Document extract -
— BEGIN —

#Luna Engine - C++ and Vulkan
2381 messages ยท Page 3 of 3 (latest)
and the shader doesn't even use local invocation ID
it only uses global
void main() {
const uint meshletId = gl_GlobalInvocationID.x + (BatchID * MeshletsPerBatch);
if (meshletId >= Uniforms.MeshletCount) { return; }
bool isVisible = CullMeshletFrustum(meshletId);
if (isVisible) {
const uint index = atomicAdd(CullTriangleDispatch.Commands[BatchID].x, 1);
VisibleMeshlets.Indices[index + (BatchID * MeshletsPerBatch)] = meshletId;
}
}
yeah I have no idea why changing the workgroup size fixed it
what is the default if you don't give one, anyway? does it default to 1, or some device-specific amount?
1
and atomic adds work across invocations / outside of local group?
yes
then I guess it really must be some kind of intel skill issue, idk how else to explain it
tfw CullMeshlets is outputting more meshlets than were given to it 
its just predicting the future for you already
it's got to be something about the atomic add
do I need a barrier() somewhere..?
if CullMeshlets has a local size of 1, there's no error, but I'm back to missing half of my meshlets
if it's anything above 1, the meshlets appear, but I start apparently counting meshlets twice
damnit, just needed to adjust the bounds check
so, setting the local size of cullmeshlets didn't actually fix the issue, it just made it look better because it was going outside the bounds of its own batch
still have the problem of other batches not appearing, except in renderdoc
oh my god
it's...the validation layers
somehow disabling validation makes it all work
this thing right here is the cause of all my headache, what the hell
in any case, meshletisms seem to be complete
now I guess I need to learn what this "hi-z" nonsense is
: ) cool
So do you think it's a bug in the layer
it's either the layer or the layer confusing Intel
that one specific checkbox causes and fixes the issue
looking at the layer code I can't see anything immediately wrong
also why don't we have a vkCmdDispatchIndirectCount damnit
home for the weekend, now I get to try all this fun on my 3080
first thing I should probably do is get some timestamp queries
yes
pixel says nobody wanted it
well I do
and that's enough for all vendors to bend over and impl it
but also potrick and now you want it
I demand justice
how expensive is it to have a dispatch that does nothing but early return
I consolidated the entire cullmeshlets/culltriangles compute into 2 calls, but it means that at least half of the invocations just bail out
is it better to have 4 separate but properly-sized indirect calls?

— END —

Records shown -
— BEGIN —

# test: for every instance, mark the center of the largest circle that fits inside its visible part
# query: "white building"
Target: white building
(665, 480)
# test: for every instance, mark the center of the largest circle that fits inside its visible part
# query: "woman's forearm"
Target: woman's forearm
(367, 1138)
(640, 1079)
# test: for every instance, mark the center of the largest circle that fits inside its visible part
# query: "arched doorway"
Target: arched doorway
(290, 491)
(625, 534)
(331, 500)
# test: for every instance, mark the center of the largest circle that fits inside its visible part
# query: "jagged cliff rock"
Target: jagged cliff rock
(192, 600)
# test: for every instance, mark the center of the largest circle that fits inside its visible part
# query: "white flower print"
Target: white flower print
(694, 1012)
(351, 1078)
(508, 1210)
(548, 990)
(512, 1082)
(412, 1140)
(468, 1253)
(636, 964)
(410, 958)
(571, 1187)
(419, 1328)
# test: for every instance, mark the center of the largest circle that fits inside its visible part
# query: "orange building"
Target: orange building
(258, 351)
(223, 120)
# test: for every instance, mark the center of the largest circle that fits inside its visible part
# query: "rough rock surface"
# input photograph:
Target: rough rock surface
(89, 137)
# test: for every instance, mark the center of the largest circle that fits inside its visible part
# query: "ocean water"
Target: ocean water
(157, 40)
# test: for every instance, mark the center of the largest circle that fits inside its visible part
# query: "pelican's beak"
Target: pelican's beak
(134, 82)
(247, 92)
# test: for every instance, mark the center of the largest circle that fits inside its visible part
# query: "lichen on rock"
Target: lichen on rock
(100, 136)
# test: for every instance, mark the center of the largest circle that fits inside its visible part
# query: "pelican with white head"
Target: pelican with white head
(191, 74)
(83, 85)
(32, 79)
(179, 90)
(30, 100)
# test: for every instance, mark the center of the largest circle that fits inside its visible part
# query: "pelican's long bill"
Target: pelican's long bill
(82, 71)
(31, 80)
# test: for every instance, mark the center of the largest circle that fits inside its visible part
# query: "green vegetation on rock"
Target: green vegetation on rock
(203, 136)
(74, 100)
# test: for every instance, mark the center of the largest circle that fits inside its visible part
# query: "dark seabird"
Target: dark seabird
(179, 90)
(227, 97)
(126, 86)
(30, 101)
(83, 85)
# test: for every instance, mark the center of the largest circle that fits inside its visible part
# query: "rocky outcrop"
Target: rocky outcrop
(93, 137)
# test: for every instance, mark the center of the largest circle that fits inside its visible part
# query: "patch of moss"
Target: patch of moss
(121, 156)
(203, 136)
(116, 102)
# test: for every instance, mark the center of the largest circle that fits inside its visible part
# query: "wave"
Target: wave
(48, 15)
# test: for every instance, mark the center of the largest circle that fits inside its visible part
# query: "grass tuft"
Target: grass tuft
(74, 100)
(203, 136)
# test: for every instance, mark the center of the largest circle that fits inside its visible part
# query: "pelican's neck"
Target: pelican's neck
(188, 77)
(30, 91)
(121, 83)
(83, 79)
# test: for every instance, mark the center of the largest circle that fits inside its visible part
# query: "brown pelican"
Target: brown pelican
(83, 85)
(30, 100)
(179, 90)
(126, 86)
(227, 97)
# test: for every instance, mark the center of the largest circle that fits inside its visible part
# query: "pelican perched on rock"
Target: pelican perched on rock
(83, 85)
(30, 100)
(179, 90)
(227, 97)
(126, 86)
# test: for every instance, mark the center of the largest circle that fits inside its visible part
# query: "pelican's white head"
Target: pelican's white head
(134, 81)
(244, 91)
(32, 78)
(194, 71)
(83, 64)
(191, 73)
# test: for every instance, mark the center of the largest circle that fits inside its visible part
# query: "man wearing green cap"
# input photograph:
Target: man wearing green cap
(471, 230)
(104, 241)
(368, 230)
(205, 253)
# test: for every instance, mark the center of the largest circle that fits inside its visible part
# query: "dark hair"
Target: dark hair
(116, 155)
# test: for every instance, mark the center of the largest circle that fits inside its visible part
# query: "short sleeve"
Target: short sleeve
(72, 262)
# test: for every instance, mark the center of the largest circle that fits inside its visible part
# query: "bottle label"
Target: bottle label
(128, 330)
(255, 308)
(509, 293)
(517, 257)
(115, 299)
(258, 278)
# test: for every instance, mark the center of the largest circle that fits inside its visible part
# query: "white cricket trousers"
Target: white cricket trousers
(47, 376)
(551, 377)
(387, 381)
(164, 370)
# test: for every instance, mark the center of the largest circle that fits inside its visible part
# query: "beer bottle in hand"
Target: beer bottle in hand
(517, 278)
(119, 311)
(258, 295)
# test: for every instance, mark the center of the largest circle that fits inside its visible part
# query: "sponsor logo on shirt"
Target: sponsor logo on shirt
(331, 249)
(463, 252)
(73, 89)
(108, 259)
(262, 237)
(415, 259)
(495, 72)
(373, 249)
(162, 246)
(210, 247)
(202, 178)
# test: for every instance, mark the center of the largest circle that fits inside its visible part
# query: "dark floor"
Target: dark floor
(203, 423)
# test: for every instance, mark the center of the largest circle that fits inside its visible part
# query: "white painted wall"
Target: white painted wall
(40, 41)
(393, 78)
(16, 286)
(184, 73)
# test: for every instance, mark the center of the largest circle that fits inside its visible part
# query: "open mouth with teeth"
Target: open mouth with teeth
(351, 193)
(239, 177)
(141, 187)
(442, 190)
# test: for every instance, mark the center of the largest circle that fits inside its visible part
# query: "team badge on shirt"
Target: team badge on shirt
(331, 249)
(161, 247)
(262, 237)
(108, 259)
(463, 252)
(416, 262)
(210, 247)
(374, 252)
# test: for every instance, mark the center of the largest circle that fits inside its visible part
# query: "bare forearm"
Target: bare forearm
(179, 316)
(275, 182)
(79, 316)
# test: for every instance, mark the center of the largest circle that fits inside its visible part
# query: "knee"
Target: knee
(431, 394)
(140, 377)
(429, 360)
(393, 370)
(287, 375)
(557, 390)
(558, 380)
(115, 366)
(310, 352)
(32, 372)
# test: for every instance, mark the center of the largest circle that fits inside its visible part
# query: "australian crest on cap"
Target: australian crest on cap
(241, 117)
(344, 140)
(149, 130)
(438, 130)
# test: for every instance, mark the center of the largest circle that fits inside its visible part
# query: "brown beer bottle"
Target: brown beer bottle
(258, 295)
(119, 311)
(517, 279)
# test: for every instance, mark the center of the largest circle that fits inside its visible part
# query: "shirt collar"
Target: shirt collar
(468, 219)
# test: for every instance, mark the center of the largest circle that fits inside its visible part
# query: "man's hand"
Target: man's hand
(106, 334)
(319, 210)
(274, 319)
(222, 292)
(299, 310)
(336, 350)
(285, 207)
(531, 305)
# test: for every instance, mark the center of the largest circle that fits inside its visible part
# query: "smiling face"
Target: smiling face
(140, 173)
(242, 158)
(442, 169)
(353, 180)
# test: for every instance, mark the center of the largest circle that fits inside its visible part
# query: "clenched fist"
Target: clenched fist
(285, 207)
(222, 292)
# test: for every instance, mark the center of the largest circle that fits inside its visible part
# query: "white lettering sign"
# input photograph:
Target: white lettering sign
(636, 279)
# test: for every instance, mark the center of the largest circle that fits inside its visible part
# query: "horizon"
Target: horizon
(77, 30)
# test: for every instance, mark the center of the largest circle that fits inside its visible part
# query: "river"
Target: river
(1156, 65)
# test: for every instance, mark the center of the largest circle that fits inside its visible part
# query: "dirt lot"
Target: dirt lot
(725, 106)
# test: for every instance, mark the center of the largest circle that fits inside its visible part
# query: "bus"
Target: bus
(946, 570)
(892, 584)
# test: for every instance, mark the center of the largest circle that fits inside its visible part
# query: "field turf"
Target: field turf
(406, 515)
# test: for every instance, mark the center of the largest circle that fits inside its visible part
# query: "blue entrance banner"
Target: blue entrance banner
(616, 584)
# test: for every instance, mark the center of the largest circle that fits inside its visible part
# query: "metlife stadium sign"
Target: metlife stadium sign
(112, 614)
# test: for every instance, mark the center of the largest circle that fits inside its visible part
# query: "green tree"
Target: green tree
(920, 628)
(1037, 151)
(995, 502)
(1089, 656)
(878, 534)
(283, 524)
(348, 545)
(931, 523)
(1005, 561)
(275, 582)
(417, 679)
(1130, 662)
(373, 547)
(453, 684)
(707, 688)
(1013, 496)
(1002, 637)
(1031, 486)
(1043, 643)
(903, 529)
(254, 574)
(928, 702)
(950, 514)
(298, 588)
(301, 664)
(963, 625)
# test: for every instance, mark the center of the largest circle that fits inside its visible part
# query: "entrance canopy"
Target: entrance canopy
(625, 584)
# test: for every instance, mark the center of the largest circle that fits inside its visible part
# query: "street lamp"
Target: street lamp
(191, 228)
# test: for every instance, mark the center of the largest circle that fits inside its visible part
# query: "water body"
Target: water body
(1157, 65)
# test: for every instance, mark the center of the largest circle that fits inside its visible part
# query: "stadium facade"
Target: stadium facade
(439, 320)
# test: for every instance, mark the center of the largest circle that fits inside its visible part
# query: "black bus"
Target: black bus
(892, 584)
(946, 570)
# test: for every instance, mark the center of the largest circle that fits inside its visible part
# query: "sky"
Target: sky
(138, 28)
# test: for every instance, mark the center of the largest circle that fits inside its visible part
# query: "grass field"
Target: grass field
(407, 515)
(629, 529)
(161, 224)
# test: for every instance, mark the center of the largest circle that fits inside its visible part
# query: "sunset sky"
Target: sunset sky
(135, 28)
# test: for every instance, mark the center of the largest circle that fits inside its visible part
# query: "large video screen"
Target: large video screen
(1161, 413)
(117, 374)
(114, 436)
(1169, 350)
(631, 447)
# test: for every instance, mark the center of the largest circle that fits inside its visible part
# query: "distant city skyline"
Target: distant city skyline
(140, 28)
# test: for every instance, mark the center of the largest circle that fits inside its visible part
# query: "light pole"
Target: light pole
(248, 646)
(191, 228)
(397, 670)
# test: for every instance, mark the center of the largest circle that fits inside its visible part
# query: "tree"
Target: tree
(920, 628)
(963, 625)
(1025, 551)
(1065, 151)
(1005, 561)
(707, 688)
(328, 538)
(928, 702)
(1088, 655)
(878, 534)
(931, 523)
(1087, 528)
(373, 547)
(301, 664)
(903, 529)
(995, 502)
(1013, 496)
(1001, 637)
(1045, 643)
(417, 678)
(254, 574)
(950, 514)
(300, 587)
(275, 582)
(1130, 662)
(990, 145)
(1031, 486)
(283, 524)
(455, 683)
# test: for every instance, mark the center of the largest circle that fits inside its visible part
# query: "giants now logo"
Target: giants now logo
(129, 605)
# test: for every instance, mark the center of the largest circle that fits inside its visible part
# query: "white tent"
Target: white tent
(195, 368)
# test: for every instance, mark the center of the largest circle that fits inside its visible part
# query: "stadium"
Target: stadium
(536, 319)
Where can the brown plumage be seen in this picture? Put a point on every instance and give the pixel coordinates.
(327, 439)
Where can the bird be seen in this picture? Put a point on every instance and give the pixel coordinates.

— END —

Problem 1 - According to the Luna Engine thread, why did setting the local size of CullMeshlets only appear to fix the problem?
Problem 2 - How many lines of the records contain the string "surface"? Reply with the number alone.

Complete answer 1 - It didn't actually fix the issue. It only made things look better because the shader was going outside the bounds of its own batch.

Complete answer 2 - 2